> Work order
Leave out the lines before the one with "I bet you can find the dirt"; output that line and all remaining lines of the records exactly.

··· Extracted information ···

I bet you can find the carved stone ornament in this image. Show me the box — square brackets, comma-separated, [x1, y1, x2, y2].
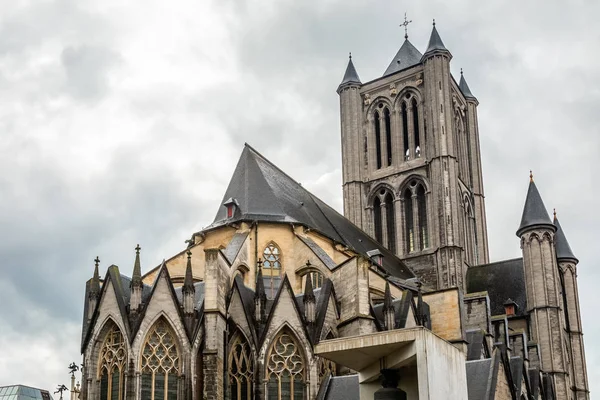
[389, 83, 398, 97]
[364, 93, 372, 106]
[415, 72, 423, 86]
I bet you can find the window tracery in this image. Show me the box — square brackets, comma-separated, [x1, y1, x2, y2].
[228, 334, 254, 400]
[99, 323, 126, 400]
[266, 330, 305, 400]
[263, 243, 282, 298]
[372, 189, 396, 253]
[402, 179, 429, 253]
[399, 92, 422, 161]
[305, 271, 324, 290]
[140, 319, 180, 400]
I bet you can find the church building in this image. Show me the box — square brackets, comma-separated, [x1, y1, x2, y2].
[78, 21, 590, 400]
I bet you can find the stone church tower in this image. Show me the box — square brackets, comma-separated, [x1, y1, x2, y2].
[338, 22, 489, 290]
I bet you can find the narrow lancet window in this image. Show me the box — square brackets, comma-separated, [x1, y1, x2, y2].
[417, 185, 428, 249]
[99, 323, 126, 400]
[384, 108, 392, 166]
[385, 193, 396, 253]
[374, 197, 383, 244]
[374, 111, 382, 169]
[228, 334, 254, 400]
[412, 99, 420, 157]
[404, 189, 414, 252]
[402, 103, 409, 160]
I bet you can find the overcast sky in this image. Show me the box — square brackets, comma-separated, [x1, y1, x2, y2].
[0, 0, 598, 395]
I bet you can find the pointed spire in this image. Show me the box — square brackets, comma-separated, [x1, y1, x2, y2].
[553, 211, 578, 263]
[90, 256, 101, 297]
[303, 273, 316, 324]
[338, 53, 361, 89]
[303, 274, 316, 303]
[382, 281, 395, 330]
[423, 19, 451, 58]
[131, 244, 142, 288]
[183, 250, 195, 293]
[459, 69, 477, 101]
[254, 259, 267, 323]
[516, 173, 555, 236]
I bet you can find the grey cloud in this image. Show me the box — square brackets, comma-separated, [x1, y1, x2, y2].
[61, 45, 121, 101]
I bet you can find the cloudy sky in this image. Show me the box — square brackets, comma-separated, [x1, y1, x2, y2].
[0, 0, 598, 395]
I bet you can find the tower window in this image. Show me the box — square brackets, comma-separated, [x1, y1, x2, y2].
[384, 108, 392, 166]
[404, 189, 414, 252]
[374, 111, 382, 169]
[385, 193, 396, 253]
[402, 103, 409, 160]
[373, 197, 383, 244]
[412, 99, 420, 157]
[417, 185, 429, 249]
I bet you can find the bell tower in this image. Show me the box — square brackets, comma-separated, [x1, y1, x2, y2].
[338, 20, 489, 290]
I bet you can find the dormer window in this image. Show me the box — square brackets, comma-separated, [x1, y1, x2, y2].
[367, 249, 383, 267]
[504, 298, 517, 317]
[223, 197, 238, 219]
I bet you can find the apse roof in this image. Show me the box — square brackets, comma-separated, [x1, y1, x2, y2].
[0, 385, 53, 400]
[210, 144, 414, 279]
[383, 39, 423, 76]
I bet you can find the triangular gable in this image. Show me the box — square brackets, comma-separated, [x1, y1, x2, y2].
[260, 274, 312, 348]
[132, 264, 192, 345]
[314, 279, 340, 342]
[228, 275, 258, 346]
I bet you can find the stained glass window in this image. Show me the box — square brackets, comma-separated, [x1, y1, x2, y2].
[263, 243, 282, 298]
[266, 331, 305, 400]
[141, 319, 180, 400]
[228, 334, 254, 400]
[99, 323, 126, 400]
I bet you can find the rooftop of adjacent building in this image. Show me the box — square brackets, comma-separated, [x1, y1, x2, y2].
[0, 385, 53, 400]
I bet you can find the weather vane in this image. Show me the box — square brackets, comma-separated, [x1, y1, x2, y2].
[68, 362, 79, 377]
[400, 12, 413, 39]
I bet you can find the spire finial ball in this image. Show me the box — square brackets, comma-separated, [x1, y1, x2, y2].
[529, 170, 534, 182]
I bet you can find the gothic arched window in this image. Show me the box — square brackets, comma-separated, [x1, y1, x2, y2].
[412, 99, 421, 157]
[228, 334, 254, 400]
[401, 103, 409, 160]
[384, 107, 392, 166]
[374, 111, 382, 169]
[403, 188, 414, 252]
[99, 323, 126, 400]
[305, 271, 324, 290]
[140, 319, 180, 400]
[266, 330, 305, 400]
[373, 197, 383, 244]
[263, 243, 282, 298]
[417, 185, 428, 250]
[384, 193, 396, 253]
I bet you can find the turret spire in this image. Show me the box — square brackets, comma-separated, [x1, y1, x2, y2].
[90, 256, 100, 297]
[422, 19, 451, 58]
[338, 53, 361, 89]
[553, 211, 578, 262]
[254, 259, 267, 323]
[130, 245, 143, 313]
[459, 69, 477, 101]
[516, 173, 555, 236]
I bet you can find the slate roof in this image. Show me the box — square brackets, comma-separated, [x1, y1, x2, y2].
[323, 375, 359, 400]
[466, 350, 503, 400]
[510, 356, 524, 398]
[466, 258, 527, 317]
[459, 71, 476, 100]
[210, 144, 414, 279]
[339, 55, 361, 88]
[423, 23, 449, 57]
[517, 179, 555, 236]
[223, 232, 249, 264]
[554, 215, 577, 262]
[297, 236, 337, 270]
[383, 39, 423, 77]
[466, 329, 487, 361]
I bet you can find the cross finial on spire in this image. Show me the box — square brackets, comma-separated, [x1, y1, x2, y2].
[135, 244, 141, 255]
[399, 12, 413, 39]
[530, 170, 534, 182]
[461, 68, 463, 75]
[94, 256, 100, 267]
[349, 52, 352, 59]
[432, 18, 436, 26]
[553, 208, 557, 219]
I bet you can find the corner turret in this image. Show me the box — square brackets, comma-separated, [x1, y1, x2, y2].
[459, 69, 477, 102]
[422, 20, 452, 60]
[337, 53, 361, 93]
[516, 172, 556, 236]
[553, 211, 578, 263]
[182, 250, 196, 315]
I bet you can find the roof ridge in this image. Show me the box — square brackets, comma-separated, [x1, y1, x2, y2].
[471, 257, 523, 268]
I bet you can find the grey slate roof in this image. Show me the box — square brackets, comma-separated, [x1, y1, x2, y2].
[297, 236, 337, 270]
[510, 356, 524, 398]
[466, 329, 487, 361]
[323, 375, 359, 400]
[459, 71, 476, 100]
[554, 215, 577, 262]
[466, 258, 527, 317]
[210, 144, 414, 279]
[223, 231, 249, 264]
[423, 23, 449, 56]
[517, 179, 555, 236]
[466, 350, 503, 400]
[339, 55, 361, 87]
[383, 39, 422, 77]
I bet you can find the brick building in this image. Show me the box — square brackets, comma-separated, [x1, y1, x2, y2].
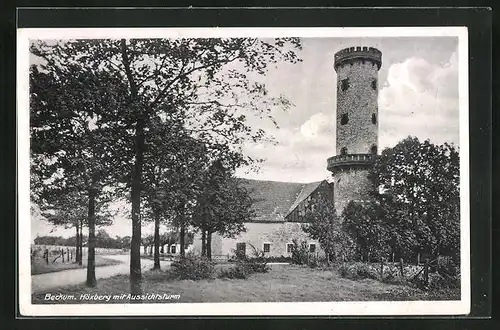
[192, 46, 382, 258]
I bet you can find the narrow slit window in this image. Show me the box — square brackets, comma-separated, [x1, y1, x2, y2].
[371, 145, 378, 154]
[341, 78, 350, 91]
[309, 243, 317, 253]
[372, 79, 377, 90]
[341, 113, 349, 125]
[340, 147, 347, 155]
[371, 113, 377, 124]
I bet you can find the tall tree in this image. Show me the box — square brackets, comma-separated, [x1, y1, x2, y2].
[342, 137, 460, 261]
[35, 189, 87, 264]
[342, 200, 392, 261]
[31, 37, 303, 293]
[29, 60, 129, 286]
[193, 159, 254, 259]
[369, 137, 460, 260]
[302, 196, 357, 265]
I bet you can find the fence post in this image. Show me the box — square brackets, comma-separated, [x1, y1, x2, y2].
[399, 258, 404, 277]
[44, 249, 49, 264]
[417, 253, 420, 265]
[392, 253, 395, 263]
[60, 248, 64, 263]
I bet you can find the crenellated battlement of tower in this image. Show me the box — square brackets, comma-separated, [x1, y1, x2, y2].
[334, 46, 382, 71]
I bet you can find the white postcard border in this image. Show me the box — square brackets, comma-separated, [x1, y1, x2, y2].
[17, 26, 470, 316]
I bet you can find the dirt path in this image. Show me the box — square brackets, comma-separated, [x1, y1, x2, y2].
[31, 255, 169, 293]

···

> Task response
I bet you can find the dirt path in this image. Show me the box — square brackets, comma-separated, [x1, y1, x2, y2].
[31, 255, 169, 293]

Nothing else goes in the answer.